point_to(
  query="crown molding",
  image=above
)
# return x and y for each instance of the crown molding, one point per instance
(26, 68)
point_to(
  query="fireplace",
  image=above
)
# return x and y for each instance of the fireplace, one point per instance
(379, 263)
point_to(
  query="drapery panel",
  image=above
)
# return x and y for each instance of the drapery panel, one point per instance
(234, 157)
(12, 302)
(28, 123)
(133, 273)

────────────────

What the task requires:
Your task is to copy each line of the entries that includes the word "query".

Response for this exercise:
  query="crown molding",
  query="fireplace",
  query="drapery panel",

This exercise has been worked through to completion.